[begin Supplied information]
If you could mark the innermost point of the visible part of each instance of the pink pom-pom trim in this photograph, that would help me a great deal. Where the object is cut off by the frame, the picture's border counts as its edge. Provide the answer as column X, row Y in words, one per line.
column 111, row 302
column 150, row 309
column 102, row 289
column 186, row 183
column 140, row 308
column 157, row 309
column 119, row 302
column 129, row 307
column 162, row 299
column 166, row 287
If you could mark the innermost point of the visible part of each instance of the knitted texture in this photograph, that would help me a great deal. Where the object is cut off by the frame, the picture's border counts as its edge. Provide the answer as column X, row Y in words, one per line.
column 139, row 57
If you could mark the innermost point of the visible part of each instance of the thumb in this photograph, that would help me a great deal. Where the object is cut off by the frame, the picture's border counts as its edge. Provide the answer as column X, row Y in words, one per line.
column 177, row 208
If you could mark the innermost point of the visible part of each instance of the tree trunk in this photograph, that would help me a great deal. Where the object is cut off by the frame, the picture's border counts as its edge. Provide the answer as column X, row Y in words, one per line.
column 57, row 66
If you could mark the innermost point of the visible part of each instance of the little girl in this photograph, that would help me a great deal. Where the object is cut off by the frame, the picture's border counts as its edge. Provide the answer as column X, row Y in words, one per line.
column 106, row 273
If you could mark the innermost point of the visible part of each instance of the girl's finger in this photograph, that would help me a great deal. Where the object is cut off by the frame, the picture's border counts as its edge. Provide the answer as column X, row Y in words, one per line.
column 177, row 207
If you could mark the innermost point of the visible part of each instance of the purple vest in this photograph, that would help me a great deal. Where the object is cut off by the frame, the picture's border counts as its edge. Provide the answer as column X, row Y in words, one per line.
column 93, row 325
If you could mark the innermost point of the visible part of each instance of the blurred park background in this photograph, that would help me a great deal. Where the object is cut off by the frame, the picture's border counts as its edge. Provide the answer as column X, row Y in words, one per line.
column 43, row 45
[end Supplied information]
## What to do
Repeat the listing exactly, from its first line to its last.

## Full solution
If you could mark the innermost point of the visible part of each instance of the pink pom-pom trim in this photograph, that would help me a great deal. Where the object is cut off by the frame, the picture's border counts as its edge. Provide the answer as column X, row Y in words, one per line.
column 111, row 302
column 150, row 309
column 102, row 289
column 186, row 183
column 140, row 308
column 157, row 309
column 119, row 302
column 129, row 307
column 162, row 299
column 166, row 287
If you could mark the innermost point of the visible part of each instance of the knitted texture in this photograph, that would help me a great deal. Where the object is cut off by the frame, the picture's border counts as its edge. Provide the answer as column X, row Y in words, one per line.
column 139, row 57
If you could mark the innermost point of the visible part of each instance of the thumb in this photograph, that would help me a great deal. Where the object is cut off by the frame, the picture's border counts as its edge. Provide the answer as column X, row Y in words, one per line.
column 177, row 208
If you could mark the innermost point of the visible part of each instance of the tree trunk in this photograph, that would help me a great deal. Where the object is cut off by the frame, the picture's border counts as its edge. Provide the answer as column X, row Y in words, one per line.
column 57, row 66
If you could mark the innermost point of the visible part of each instance of the little girl in this photograph, that would help me a great deal. Where the object is cut off by the frame, the picture's border counts as its edge. Provide the answer as column X, row Y in words, one per line.
column 106, row 273
If you could mark the innermost point of the visible part of each instance of the girl's finger in this photograph, that would help me a great deal. Where the object is cut off by the frame, the picture's border counts as its edge. Provide the answer as column X, row Y in words, one per line.
column 177, row 207
If you could mark the innermost point of the visible part of each instance of the purple vest in this photograph, that would help me a great deal. Where the object is cut off by the frame, the picture's border counts as its edge. Provide the answer as column X, row Y in words, one per line.
column 93, row 325
If you could mark the innermost point of the visible part of each instance of the blurred park background in this photograph, that would help me a great deal. Where the object is cut off by the frame, the picture's border counts as its edge. Provide the answer as column X, row Y in words, one per line.
column 43, row 45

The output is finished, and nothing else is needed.